Exercise description
Word for word, copy the line containing "Where can you find the mirror" and each line after it in the records below, ending with the last line.

Saved entries
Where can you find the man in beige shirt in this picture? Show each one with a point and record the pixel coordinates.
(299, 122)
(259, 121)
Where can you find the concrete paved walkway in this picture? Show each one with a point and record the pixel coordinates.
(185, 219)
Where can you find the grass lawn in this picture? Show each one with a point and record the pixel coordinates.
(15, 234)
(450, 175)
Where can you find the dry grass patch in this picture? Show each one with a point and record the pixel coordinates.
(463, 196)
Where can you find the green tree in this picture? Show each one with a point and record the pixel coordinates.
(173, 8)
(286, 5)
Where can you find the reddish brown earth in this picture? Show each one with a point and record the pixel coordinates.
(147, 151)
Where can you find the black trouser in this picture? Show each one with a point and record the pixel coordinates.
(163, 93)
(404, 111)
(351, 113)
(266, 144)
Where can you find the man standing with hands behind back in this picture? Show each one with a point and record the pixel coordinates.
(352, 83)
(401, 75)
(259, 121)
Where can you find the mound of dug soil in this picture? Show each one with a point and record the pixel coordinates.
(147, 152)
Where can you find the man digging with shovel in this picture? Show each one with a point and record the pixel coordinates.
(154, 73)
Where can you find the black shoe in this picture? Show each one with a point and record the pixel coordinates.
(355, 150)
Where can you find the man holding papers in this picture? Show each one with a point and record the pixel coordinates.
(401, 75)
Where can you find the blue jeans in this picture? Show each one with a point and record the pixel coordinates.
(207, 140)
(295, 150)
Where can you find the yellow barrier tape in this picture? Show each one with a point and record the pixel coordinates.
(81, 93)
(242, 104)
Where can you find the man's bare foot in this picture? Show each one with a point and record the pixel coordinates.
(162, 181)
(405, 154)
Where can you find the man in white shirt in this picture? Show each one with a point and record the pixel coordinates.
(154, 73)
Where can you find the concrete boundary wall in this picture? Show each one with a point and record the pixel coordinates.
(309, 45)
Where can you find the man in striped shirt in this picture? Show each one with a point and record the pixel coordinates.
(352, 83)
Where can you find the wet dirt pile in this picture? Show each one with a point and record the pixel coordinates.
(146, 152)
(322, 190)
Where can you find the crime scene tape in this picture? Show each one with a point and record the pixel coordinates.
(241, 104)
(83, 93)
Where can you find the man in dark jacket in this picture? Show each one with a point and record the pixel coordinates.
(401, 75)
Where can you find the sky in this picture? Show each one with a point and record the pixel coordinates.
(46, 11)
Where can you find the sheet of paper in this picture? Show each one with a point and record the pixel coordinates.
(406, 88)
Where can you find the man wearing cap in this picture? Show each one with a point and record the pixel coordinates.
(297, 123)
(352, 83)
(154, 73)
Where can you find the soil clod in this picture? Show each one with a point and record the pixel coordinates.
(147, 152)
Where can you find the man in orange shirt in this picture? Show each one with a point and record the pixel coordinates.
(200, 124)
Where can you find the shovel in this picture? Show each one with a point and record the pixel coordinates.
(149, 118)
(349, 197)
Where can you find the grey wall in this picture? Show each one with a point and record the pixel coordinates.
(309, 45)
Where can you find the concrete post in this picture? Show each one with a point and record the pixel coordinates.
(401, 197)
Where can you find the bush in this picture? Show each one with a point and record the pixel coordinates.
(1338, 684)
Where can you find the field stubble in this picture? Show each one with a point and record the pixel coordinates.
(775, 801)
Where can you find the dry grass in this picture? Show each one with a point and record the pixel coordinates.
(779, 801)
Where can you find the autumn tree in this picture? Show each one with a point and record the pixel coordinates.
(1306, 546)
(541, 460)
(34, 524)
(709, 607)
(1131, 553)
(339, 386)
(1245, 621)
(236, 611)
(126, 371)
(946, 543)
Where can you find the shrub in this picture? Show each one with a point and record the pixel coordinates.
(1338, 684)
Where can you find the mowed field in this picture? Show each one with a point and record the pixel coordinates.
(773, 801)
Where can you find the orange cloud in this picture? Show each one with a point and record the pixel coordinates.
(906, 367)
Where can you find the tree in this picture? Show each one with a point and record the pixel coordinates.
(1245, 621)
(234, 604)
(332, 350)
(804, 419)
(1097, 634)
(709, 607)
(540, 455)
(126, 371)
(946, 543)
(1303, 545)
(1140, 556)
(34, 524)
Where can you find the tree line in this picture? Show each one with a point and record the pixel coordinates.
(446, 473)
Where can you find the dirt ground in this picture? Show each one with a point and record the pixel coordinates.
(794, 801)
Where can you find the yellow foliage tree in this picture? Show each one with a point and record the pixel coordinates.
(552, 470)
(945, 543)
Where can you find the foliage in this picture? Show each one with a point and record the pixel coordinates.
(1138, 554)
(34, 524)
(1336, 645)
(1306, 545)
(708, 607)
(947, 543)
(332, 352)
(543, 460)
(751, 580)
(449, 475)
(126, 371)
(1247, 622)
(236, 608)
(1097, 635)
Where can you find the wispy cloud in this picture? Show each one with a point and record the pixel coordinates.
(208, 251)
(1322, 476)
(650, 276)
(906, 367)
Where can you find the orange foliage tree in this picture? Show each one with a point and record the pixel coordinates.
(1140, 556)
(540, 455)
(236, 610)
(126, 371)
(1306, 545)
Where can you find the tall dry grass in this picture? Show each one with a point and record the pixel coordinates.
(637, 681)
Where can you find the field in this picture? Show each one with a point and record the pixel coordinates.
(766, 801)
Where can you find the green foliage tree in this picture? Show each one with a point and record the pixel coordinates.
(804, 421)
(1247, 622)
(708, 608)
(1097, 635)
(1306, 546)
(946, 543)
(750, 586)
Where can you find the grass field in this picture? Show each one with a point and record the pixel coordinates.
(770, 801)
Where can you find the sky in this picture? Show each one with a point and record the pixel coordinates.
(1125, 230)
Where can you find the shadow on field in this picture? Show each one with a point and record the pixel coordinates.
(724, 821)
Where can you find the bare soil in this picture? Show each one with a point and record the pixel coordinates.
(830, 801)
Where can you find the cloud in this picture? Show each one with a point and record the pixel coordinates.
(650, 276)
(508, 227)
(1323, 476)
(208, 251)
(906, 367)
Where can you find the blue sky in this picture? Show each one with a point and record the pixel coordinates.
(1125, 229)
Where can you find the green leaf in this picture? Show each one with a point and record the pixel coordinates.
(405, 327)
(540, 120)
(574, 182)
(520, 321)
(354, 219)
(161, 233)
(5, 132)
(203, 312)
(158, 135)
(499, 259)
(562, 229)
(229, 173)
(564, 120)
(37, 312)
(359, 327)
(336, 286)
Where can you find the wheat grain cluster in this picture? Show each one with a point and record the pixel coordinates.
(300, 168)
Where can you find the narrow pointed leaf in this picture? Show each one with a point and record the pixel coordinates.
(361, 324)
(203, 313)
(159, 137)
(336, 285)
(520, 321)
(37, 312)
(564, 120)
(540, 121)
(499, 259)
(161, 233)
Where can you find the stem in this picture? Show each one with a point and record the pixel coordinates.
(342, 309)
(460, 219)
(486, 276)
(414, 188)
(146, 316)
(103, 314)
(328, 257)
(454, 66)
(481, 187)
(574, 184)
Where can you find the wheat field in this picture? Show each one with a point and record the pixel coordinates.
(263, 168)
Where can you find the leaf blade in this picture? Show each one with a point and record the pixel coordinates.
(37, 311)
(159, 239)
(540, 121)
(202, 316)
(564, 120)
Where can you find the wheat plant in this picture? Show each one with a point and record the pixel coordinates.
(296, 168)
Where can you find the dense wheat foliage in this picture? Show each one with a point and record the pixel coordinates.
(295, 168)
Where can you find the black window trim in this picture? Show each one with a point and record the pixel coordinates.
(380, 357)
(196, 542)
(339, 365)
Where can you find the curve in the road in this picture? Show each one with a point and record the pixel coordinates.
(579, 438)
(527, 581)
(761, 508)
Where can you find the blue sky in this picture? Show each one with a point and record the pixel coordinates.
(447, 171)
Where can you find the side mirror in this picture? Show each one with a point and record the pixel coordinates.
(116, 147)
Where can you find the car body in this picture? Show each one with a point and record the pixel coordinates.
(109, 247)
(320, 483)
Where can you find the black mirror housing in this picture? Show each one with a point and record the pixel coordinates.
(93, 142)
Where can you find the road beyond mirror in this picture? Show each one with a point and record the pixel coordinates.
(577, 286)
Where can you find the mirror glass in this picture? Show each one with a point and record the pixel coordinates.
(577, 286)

Answer for the task
Where can you find the mirror glass in this picture? Show each one with a point and record the pixel coordinates.
(577, 286)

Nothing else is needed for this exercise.